> GOAL:
Duplicate the lines below, beginning at the line that contains "For every instance of the bird's wing, set" and stopping after the line that contains "[[429, 241], [303, 247]]".

BEGIN

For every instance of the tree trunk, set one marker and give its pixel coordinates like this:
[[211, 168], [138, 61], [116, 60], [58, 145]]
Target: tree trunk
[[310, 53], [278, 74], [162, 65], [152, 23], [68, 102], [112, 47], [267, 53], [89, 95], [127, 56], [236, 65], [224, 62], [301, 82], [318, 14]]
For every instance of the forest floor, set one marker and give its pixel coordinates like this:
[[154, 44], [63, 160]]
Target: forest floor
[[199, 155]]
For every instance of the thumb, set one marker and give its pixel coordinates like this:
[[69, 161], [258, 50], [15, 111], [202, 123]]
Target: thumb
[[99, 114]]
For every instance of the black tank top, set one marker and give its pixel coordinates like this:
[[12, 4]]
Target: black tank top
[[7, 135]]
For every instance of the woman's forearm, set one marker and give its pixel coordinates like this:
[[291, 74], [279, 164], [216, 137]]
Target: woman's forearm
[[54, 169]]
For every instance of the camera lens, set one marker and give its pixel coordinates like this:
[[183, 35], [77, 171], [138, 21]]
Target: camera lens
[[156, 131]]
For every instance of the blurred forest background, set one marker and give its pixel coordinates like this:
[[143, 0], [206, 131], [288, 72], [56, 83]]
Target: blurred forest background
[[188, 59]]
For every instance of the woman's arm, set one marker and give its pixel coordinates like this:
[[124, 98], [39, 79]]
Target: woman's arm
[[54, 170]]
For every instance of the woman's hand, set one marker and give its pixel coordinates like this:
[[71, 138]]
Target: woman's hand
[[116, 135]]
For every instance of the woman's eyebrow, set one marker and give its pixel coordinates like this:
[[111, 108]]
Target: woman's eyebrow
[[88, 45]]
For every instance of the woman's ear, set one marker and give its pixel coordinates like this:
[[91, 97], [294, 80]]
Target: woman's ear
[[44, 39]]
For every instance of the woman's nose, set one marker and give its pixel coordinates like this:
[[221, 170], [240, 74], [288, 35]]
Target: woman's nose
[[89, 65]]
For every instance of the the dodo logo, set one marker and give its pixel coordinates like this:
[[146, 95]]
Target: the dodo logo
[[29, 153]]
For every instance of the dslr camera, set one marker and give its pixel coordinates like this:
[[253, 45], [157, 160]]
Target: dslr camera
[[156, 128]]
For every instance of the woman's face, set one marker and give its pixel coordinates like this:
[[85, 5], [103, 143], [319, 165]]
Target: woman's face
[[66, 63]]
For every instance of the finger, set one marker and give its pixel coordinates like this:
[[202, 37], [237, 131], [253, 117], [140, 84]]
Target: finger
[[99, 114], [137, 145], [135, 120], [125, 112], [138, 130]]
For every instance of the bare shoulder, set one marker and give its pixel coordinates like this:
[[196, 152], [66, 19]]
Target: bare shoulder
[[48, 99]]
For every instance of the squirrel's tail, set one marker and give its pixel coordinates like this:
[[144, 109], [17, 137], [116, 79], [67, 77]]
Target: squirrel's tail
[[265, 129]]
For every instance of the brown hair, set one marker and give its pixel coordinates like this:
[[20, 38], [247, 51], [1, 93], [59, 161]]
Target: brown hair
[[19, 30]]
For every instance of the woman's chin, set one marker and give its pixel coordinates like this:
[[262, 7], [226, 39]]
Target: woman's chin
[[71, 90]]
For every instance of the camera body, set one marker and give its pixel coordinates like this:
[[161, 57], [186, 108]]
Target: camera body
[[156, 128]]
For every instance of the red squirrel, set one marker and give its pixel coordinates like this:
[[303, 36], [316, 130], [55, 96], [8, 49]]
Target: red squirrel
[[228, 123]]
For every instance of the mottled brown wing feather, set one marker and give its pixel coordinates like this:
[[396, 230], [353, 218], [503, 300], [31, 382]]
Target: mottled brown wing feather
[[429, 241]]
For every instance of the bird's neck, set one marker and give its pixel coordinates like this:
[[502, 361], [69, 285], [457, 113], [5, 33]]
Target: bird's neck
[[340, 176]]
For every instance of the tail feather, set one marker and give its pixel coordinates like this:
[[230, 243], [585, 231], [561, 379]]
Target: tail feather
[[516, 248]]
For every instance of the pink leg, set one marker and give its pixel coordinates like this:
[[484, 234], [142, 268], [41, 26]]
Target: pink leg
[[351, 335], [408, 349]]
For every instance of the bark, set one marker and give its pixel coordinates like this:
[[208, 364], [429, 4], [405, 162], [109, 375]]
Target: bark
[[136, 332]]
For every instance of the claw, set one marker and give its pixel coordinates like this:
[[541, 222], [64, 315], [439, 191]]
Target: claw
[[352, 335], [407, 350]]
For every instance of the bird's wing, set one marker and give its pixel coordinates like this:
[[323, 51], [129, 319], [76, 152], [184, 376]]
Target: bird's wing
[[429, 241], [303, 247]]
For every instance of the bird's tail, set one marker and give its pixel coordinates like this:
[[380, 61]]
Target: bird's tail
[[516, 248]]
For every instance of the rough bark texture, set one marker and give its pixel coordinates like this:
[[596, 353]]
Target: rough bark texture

END

> WRITTEN RESPONSE:
For every instance of the bird's wing, set one marker and give its pixel coordinates like this:
[[323, 51], [129, 319], [76, 152], [184, 376]]
Target: bird's wing
[[429, 241], [303, 247]]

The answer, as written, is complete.